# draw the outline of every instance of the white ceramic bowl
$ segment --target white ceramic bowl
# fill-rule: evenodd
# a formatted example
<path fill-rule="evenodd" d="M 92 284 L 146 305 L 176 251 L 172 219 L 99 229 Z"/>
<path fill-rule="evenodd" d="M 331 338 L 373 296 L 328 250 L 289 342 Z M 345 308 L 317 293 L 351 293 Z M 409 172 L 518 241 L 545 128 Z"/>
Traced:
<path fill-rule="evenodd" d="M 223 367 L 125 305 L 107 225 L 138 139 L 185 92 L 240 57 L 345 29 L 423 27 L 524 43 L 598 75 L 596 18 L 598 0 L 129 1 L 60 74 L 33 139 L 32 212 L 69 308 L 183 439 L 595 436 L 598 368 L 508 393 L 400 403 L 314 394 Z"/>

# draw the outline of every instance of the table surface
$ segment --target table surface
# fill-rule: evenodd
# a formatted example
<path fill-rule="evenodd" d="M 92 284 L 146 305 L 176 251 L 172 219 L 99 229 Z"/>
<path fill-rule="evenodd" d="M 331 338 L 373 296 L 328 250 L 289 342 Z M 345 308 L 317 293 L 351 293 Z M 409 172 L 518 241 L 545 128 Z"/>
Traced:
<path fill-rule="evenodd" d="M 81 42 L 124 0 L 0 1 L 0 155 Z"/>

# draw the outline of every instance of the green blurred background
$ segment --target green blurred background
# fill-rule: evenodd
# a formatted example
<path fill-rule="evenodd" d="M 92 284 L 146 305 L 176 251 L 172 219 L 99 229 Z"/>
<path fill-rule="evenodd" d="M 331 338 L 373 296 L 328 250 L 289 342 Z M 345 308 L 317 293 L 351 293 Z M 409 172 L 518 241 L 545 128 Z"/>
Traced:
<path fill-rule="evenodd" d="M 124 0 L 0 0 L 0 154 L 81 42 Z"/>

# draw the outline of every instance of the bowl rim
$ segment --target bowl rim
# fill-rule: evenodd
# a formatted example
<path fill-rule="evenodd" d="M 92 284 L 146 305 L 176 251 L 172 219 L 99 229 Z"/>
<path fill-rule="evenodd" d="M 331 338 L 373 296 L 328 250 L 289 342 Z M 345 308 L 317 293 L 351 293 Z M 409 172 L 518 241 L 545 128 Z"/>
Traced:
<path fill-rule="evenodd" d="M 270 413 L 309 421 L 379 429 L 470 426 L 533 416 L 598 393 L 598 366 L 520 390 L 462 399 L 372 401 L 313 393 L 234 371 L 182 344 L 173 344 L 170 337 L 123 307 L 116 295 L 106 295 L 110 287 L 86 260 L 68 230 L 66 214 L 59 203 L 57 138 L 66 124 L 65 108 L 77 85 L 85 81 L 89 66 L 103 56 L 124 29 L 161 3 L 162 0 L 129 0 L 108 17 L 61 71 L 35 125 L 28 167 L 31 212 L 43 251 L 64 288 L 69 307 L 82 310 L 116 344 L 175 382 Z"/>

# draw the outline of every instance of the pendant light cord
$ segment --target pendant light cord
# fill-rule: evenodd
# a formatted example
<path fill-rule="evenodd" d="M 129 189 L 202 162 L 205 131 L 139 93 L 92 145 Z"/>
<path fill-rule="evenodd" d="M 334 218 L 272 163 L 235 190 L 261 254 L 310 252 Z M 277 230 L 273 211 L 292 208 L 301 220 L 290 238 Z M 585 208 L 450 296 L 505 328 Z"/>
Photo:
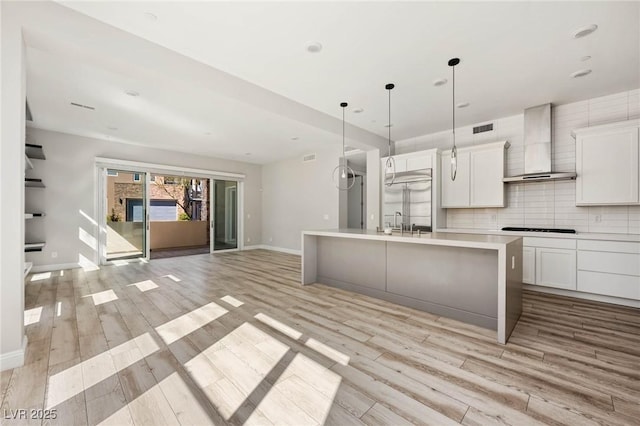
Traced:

What the task asks: Leave every image out, and retype the material exactly.

Answer space:
# draw the outline of every instance of the white ceramic bowl
$ segment --target white ceramic bowl
# fill-rule: evenodd
# a formatted example
<path fill-rule="evenodd" d="M 92 284 L 146 305 L 176 251 L 172 219 L 99 229 Z"/>
<path fill-rule="evenodd" d="M 331 338 L 373 296 L 328 250 L 289 342 Z M 345 308 L 317 293 L 351 293 Z M 409 172 L 518 241 L 545 128 Z"/>
Traced:
<path fill-rule="evenodd" d="M 223 367 L 125 305 L 107 225 L 138 139 L 185 92 L 240 57 L 345 29 L 423 27 L 524 43 L 598 75 L 596 18 L 598 0 L 129 1 L 60 74 L 33 139 L 32 212 L 69 308 L 183 439 L 595 436 L 598 368 L 508 393 L 400 403 L 314 394 Z"/>

# draw the outline of every instance of the table surface
$ segment --target table surface
# fill-rule: evenodd
# a formatted example
<path fill-rule="evenodd" d="M 92 284 L 146 305 L 176 251 L 172 219 L 99 229 Z"/>
<path fill-rule="evenodd" d="M 331 338 L 373 296 L 328 250 L 289 342 Z M 345 308 L 317 293 L 351 293 Z M 409 172 L 518 241 L 545 128 Z"/>
Traced:
<path fill-rule="evenodd" d="M 81 42 L 124 0 L 0 1 L 0 155 Z"/>

# draw the outline of every instance of the green blurred background
$ segment --target green blurred background
# fill-rule: evenodd
# a formatted example
<path fill-rule="evenodd" d="M 92 284 L 146 305 L 176 251 L 172 219 L 99 229 Z"/>
<path fill-rule="evenodd" d="M 331 338 L 373 296 L 328 250 L 289 342 Z M 345 308 L 317 293 L 351 293 Z M 409 172 L 518 241 L 545 128 Z"/>
Traced:
<path fill-rule="evenodd" d="M 124 0 L 0 0 L 0 154 L 81 42 Z"/>

# draw the outline of every instance of the bowl rim
$ segment --target bowl rim
# fill-rule: evenodd
# a formatted example
<path fill-rule="evenodd" d="M 92 284 L 146 305 L 176 251 L 172 219 L 99 229 Z"/>
<path fill-rule="evenodd" d="M 331 338 L 373 296 L 328 250 L 289 342 Z M 345 308 L 317 293 L 351 293 Z M 409 172 L 518 241 L 545 128 Z"/>
Traced:
<path fill-rule="evenodd" d="M 270 413 L 309 421 L 379 429 L 470 426 L 533 416 L 598 393 L 598 366 L 520 390 L 462 399 L 372 401 L 313 393 L 234 371 L 182 344 L 173 344 L 170 337 L 123 307 L 116 295 L 106 295 L 110 287 L 86 260 L 68 230 L 66 214 L 59 203 L 57 138 L 66 124 L 65 108 L 77 85 L 85 81 L 89 66 L 103 56 L 124 29 L 161 3 L 162 0 L 129 0 L 108 17 L 61 71 L 35 125 L 28 167 L 31 212 L 43 251 L 64 288 L 69 307 L 82 310 L 116 344 L 175 382 Z"/>

# draw the outline of every instance of the pendant light cord
$ segment --target pendant light cord
# fill-rule: evenodd
# a formatted example
<path fill-rule="evenodd" d="M 129 189 L 202 162 L 205 131 L 139 93 L 92 145 Z"/>
<path fill-rule="evenodd" d="M 334 218 L 272 163 L 235 190 L 261 254 L 310 252 Z M 277 230 L 273 211 L 292 208 L 301 220 L 290 238 Z M 585 208 L 450 296 L 505 328 Z"/>
Photo:
Traced:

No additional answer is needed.